GIVEN PROBLEM:
Rewrite the part of the listing below that opens with the line containing "For each instance of the jacket" and runs to the end of the listing, both ends included, keeping every request line as it is. Shift every x and y coordinate in the answers up by 76.

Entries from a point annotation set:
------------------------

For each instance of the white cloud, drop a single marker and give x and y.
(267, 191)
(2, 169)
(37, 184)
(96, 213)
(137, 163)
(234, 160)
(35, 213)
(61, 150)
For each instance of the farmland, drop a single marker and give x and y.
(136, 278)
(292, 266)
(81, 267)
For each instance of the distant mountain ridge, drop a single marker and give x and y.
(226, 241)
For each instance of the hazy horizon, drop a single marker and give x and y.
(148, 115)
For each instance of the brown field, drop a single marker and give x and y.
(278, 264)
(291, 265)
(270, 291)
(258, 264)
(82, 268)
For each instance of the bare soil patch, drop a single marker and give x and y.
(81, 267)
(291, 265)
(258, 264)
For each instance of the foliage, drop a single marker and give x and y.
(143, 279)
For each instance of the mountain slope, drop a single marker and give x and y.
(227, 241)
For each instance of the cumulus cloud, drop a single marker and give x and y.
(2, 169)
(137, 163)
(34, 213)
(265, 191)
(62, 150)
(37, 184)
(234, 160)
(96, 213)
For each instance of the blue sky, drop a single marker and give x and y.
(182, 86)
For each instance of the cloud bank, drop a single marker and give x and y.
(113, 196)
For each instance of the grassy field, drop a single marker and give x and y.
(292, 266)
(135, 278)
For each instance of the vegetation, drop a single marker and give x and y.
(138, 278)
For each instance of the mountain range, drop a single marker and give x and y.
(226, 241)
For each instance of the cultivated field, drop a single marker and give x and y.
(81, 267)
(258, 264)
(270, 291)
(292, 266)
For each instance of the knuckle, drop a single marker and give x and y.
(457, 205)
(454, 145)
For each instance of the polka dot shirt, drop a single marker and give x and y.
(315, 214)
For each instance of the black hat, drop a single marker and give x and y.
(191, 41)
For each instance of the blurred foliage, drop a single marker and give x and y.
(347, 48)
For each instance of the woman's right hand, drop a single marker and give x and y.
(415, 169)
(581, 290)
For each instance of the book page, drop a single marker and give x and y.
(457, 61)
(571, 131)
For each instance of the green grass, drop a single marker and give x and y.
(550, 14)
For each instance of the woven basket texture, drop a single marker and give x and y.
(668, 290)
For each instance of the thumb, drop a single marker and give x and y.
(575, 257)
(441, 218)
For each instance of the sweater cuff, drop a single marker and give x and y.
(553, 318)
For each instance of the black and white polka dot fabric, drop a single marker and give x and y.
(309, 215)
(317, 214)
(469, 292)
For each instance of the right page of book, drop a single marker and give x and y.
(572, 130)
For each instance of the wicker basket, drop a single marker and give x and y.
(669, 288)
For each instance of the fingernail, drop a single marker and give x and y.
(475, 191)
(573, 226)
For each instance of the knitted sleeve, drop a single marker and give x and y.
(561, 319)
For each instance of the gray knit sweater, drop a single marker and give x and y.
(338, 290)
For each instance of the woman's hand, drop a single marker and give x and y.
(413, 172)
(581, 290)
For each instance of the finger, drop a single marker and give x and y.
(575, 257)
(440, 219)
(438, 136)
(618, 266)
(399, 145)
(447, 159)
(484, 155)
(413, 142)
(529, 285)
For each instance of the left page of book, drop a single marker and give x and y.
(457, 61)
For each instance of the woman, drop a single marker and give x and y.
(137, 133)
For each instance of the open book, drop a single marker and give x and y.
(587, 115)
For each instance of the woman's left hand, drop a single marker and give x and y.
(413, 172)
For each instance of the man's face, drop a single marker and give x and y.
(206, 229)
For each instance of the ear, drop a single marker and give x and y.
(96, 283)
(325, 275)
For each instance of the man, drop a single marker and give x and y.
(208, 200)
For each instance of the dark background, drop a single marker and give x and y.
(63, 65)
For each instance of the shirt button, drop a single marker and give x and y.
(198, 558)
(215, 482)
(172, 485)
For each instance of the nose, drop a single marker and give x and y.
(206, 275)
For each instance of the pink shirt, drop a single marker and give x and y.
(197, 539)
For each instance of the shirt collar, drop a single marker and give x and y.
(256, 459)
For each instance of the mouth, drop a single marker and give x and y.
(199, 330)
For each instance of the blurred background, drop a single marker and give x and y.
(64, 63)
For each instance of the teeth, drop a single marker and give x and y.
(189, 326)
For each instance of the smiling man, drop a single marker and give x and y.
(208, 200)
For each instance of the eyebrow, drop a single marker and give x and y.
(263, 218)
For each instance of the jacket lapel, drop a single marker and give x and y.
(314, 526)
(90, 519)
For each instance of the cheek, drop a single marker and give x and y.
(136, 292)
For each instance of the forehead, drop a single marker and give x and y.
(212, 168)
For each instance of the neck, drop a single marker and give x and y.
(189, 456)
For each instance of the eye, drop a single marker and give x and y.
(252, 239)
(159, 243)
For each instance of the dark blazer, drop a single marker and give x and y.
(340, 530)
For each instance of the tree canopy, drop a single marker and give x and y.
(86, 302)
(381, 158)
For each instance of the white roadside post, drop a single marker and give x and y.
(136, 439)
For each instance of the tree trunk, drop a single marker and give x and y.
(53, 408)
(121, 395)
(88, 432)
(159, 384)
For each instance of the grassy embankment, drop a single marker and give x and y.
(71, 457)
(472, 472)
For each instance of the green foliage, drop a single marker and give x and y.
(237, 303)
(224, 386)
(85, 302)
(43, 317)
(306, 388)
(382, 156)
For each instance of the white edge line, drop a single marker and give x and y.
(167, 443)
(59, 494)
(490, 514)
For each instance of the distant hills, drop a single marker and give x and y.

------------------------

SOLUTION:
For each instance of the jacket lapel, drop a single marker and give x and y.
(390, 602)
(166, 595)
For each instance of the cheek, drop a single marker and give x and y.
(212, 368)
For each instance of the forehead, drop a single marker and give x and y.
(288, 244)
For each instance of the neck, drop a single marker and give x and y.
(265, 532)
For each instance of the eye, drop a single marker and give x and y.
(328, 315)
(235, 319)
For each instance of the dark blazer, drop a single marker and give x and y.
(416, 606)
For each instance of the tree canopy, drop a single marker and give x and y.
(162, 378)
(457, 234)
For each instance of the white roadside post, drop a single marker and give x and y.
(212, 515)
For each instance of the tree trunk, drop a single marker and give x and y.
(129, 484)
(197, 471)
(164, 508)
(235, 460)
For each instance of the grassy embankment, drop a single marker and give x and y.
(147, 533)
(548, 548)
For each instance of the green foliage, drop a single marker and give x and y.
(313, 379)
(300, 462)
(161, 378)
(119, 393)
(382, 464)
(458, 232)
For each instance of the white edge line, drop a single marker and give x and y.
(243, 519)
(135, 570)
(566, 590)
For each instance of the distant hills, drop a single marker and give x and y.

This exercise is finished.